## Given problem
How many lines in the rows below contain the word "gray"? Reply with the number alone.

[Collection entries]
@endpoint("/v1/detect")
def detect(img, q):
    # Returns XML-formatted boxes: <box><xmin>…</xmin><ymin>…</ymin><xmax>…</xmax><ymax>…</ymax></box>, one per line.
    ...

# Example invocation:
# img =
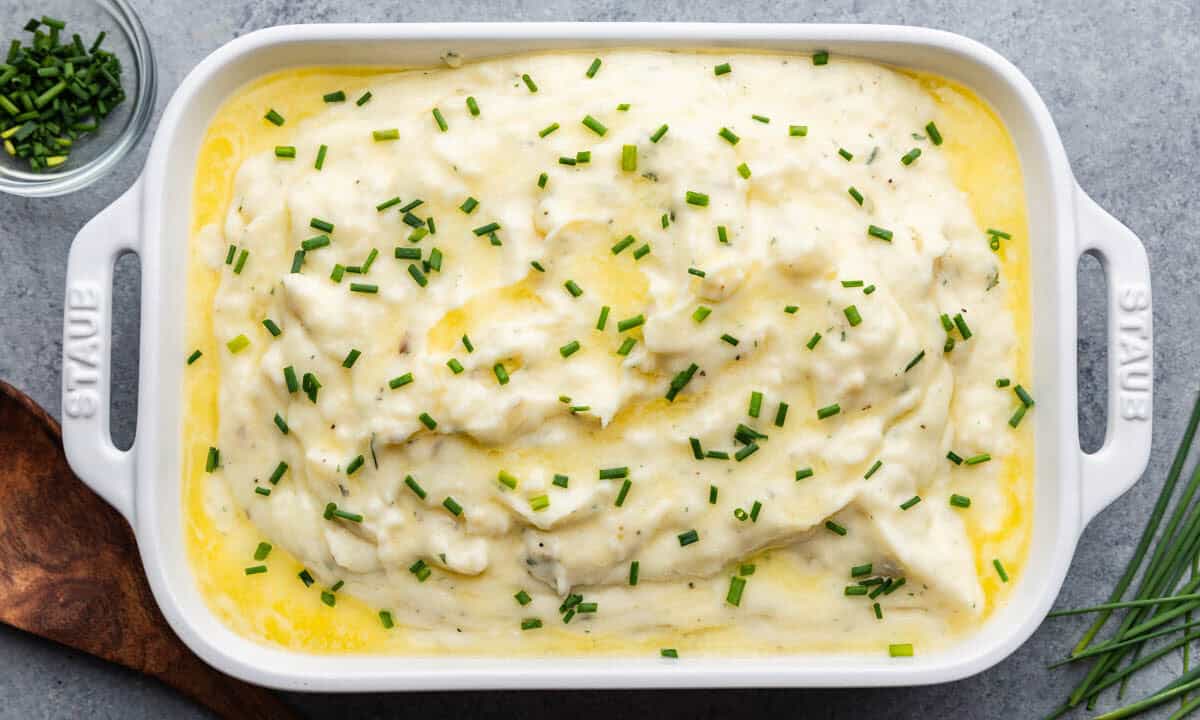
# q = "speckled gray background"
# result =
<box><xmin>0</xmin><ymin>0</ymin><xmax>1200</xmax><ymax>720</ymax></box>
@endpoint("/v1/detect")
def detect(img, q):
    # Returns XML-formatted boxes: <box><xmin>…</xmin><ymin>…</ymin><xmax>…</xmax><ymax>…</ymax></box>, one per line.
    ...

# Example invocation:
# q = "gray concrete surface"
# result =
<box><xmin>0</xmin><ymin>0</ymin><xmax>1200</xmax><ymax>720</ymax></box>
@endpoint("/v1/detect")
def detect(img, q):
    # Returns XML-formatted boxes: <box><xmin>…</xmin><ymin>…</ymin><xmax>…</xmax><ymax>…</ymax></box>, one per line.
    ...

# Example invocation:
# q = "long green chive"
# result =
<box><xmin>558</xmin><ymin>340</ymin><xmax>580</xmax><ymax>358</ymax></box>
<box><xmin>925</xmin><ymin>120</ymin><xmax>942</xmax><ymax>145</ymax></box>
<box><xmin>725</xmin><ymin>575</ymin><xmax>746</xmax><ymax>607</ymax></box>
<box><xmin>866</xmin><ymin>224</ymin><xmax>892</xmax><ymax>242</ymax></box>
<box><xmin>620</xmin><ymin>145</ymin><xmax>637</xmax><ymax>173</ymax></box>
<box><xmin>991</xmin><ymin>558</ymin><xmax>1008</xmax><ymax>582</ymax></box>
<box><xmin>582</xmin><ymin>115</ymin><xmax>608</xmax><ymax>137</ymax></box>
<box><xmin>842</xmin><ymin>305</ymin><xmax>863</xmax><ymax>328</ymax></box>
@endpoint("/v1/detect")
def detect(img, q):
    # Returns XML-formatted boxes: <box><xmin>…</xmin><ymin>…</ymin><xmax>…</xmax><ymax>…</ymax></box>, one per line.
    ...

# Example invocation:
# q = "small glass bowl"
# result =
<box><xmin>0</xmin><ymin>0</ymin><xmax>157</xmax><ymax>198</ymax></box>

## Exercise solution
2